* [EXERCISE DIRECTIONS]: Output range, inclusive: from the line containing "task: segment the rock" to the line containing "target: player's arm". Restate those lines from the data below word for word and only those.

[Collected data entries]
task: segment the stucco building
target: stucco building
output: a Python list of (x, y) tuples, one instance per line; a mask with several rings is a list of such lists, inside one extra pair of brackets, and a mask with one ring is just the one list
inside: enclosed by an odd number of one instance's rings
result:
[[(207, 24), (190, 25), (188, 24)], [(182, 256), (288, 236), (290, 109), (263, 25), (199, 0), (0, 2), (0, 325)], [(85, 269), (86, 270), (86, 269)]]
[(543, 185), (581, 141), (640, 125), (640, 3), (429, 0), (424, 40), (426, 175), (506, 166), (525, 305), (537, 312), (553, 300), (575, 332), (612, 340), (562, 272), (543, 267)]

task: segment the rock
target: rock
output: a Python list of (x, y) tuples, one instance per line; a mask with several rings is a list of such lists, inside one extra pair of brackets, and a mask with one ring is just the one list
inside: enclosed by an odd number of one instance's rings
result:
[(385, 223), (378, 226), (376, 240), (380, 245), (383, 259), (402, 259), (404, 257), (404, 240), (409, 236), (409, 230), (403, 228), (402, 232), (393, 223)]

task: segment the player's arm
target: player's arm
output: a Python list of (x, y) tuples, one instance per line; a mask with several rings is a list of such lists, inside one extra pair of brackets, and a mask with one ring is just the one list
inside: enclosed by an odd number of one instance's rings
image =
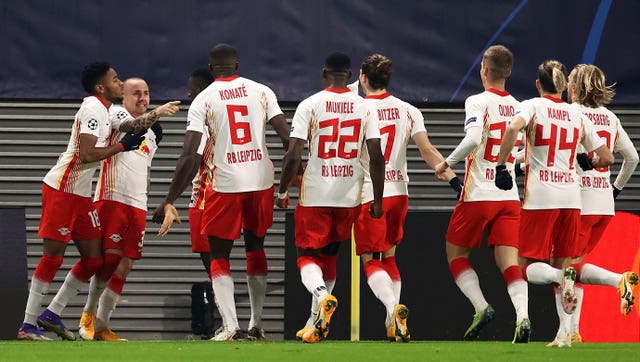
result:
[(282, 141), (285, 150), (289, 149), (289, 125), (284, 114), (278, 114), (269, 120), (271, 127), (276, 131)]
[(144, 140), (144, 133), (128, 132), (122, 137), (120, 142), (114, 145), (96, 147), (96, 143), (98, 142), (97, 136), (90, 133), (81, 133), (78, 142), (78, 154), (80, 161), (84, 163), (97, 162), (119, 152), (137, 149), (142, 140)]
[(373, 183), (373, 204), (369, 213), (374, 218), (382, 217), (382, 197), (384, 194), (384, 155), (380, 148), (379, 138), (367, 140), (369, 152), (369, 173)]
[(276, 205), (284, 209), (289, 206), (289, 195), (287, 188), (291, 181), (298, 174), (300, 163), (302, 162), (302, 150), (304, 149), (305, 140), (291, 137), (289, 139), (289, 149), (282, 159), (282, 172), (280, 174), (280, 185), (278, 186), (278, 195), (276, 195)]
[[(173, 222), (173, 220), (171, 220), (168, 225), (165, 225), (167, 222), (167, 220), (165, 220), (165, 212), (174, 212), (175, 207), (173, 207), (173, 203), (178, 199), (178, 197), (180, 197), (180, 195), (182, 195), (187, 186), (191, 184), (191, 181), (198, 172), (198, 166), (200, 165), (202, 156), (199, 155), (197, 151), (201, 138), (202, 133), (191, 130), (187, 131), (184, 136), (182, 153), (178, 158), (176, 170), (173, 173), (173, 179), (169, 186), (169, 193), (160, 205), (158, 205), (152, 217), (153, 222), (162, 223), (162, 227), (159, 232), (161, 235), (166, 234), (171, 226), (171, 222)], [(175, 212), (174, 216), (177, 216), (177, 212)], [(180, 223), (180, 218), (176, 217), (176, 221)], [(166, 229), (164, 229), (165, 226)]]
[(619, 127), (618, 138), (616, 139), (613, 150), (622, 155), (620, 172), (618, 172), (618, 177), (616, 177), (613, 183), (614, 195), (618, 196), (618, 193), (620, 193), (620, 190), (627, 184), (627, 181), (629, 181), (631, 175), (633, 175), (633, 171), (638, 166), (638, 151), (636, 151), (629, 135), (622, 127)]
[(586, 153), (579, 153), (576, 155), (576, 160), (580, 167), (585, 170), (591, 170), (595, 167), (607, 167), (613, 163), (615, 158), (613, 157), (613, 153), (607, 147), (607, 145), (602, 141), (596, 130), (593, 128), (591, 121), (586, 117), (583, 117), (582, 120), (584, 137), (580, 141), (580, 143), (587, 150), (593, 150), (597, 157), (589, 157)]
[(170, 116), (180, 110), (178, 105), (180, 101), (167, 102), (160, 107), (154, 109), (151, 112), (147, 112), (140, 117), (129, 119), (120, 124), (120, 132), (134, 131), (149, 129), (160, 117)]
[(520, 130), (524, 128), (526, 125), (526, 121), (524, 118), (516, 116), (514, 117), (509, 125), (507, 126), (507, 130), (504, 133), (504, 137), (502, 137), (502, 143), (500, 143), (500, 153), (498, 154), (498, 166), (502, 166), (507, 162), (507, 158), (511, 154), (511, 151), (516, 145), (516, 141), (518, 140), (518, 134)]
[[(415, 142), (418, 146), (420, 156), (422, 156), (424, 162), (426, 162), (426, 164), (429, 165), (429, 167), (431, 167), (433, 170), (435, 170), (438, 165), (445, 162), (442, 154), (431, 143), (431, 141), (429, 141), (429, 135), (427, 135), (427, 132), (418, 132), (413, 135), (412, 139), (413, 142)], [(449, 181), (452, 178), (456, 177), (456, 174), (451, 170), (451, 168), (447, 166), (446, 169), (440, 174), (436, 173), (436, 177), (438, 177), (438, 179), (440, 180)]]

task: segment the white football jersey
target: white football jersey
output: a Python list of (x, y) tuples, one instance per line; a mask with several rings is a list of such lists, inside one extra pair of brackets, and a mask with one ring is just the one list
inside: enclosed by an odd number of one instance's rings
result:
[[(482, 141), (466, 157), (465, 179), (461, 199), (473, 201), (520, 200), (513, 172), (517, 147), (507, 158), (507, 170), (513, 178), (511, 190), (500, 190), (495, 185), (495, 169), (500, 153), (502, 137), (519, 102), (507, 91), (488, 89), (465, 101), (465, 132), (472, 127), (482, 127)], [(516, 146), (520, 145), (518, 140)]]
[(527, 135), (522, 208), (580, 209), (575, 166), (578, 143), (587, 151), (604, 144), (591, 122), (576, 108), (551, 96), (522, 102), (516, 116), (525, 120)]
[[(380, 147), (384, 154), (384, 197), (408, 195), (407, 145), (413, 135), (426, 132), (424, 117), (416, 107), (389, 93), (365, 97), (363, 103), (375, 110), (374, 118), (380, 129)], [(362, 203), (373, 200), (373, 184), (369, 173), (369, 153), (362, 152), (364, 169)]]
[(349, 89), (326, 88), (300, 102), (290, 137), (309, 142), (300, 188), (302, 206), (360, 204), (365, 139), (380, 138), (375, 109)]
[(187, 131), (208, 131), (215, 191), (250, 192), (273, 186), (265, 126), (279, 114), (271, 89), (239, 76), (217, 78), (193, 100)]
[(80, 160), (80, 135), (94, 135), (98, 138), (95, 146), (105, 147), (111, 129), (109, 107), (96, 96), (84, 98), (73, 122), (67, 150), (45, 175), (44, 183), (58, 191), (91, 197), (91, 179), (100, 163)]
[[(582, 112), (593, 124), (596, 133), (604, 141), (607, 148), (613, 152), (620, 137), (626, 132), (620, 124), (620, 120), (613, 112), (605, 107), (590, 108), (577, 103), (572, 107)], [(628, 140), (629, 137), (626, 136)], [(585, 152), (584, 148), (580, 148)], [(593, 155), (591, 155), (593, 156)], [(611, 188), (611, 171), (609, 167), (598, 167), (593, 170), (583, 171), (578, 166), (580, 186), (582, 190), (582, 215), (614, 215), (613, 190)]]
[[(111, 107), (109, 114), (114, 128), (133, 118), (122, 106)], [(112, 145), (123, 136), (124, 133), (114, 129), (107, 141)], [(100, 166), (94, 201), (118, 201), (146, 211), (149, 167), (157, 149), (156, 135), (149, 129), (137, 150), (121, 152), (104, 159)]]

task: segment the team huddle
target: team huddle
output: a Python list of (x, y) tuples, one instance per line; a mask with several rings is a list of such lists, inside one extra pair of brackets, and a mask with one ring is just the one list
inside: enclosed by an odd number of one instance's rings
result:
[[(306, 343), (327, 338), (338, 307), (332, 294), (338, 249), (353, 230), (367, 283), (385, 306), (388, 339), (411, 339), (395, 258), (408, 211), (410, 140), (436, 177), (458, 193), (446, 254), (455, 283), (475, 309), (465, 340), (478, 339), (495, 315), (468, 260), (485, 232), (515, 309), (514, 343), (527, 343), (532, 331), (527, 282), (557, 285), (560, 324), (549, 347), (582, 342), (580, 283), (616, 288), (621, 313), (631, 312), (638, 276), (582, 263), (611, 221), (614, 199), (638, 163), (619, 119), (605, 108), (614, 92), (598, 67), (580, 64), (567, 78), (561, 63), (545, 61), (536, 80), (540, 97), (518, 102), (505, 88), (513, 55), (504, 46), (489, 47), (480, 68), (484, 92), (467, 98), (465, 137), (444, 158), (429, 141), (422, 113), (387, 91), (392, 62), (383, 55), (365, 58), (358, 81), (351, 84), (350, 58), (327, 56), (325, 88), (298, 105), (291, 126), (271, 89), (237, 75), (233, 47), (215, 46), (209, 63), (209, 69), (189, 78), (192, 103), (182, 153), (152, 220), (161, 224), (159, 235), (166, 235), (173, 222), (181, 221), (174, 202), (192, 186), (192, 251), (200, 253), (222, 317), (211, 340), (265, 339), (264, 239), (274, 206), (289, 207), (290, 187), (299, 189), (297, 264), (311, 294), (309, 318), (296, 337)], [(43, 256), (31, 280), (18, 339), (48, 340), (41, 330), (51, 330), (75, 340), (60, 315), (89, 284), (80, 337), (124, 340), (109, 328), (109, 320), (133, 261), (142, 255), (149, 167), (162, 140), (159, 119), (175, 114), (180, 102), (147, 112), (146, 82), (130, 78), (123, 83), (107, 63), (85, 67), (82, 83), (90, 96), (76, 114), (67, 150), (44, 179), (38, 233), (44, 239)], [(562, 100), (565, 90), (569, 103)], [(122, 106), (114, 105), (121, 99)], [(286, 150), (279, 183), (267, 149), (267, 123)], [(303, 164), (305, 146), (308, 161)], [(624, 158), (613, 184), (612, 152)], [(464, 181), (451, 169), (463, 160)], [(91, 178), (98, 167), (92, 200)], [(522, 202), (515, 184), (521, 174)], [(251, 306), (246, 330), (238, 322), (229, 266), (233, 243), (241, 235)], [(70, 240), (81, 259), (39, 313)]]

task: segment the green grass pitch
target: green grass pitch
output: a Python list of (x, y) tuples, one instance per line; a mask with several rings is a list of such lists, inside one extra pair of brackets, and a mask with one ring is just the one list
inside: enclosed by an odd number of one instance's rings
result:
[(0, 361), (639, 361), (640, 343), (0, 341)]

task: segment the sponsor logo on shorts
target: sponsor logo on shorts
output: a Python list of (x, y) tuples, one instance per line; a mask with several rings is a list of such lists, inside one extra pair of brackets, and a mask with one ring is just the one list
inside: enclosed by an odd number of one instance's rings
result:
[(58, 229), (58, 232), (60, 233), (60, 235), (62, 236), (67, 236), (70, 233), (70, 230), (68, 227), (61, 227), (60, 229)]
[(120, 240), (122, 240), (122, 236), (120, 236), (120, 234), (111, 234), (111, 236), (109, 236), (109, 239), (111, 239), (114, 243), (119, 243)]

* [RESULT FOR THIS TASK]:
task: segment the rock
target: rock
output: a Python list of (x, y) tuples, one instance per line; a mask with several rings is a list of such lists, inside one extra pair of brackets, and a mask with one ring is just the one list
inside: enclosed by an odd number of one instance's rings
result:
[(385, 223), (378, 226), (376, 240), (380, 245), (383, 259), (402, 259), (404, 257), (404, 240), (409, 236), (409, 230), (403, 228), (402, 232), (393, 223)]

task: segment the player's arm
target: player's arm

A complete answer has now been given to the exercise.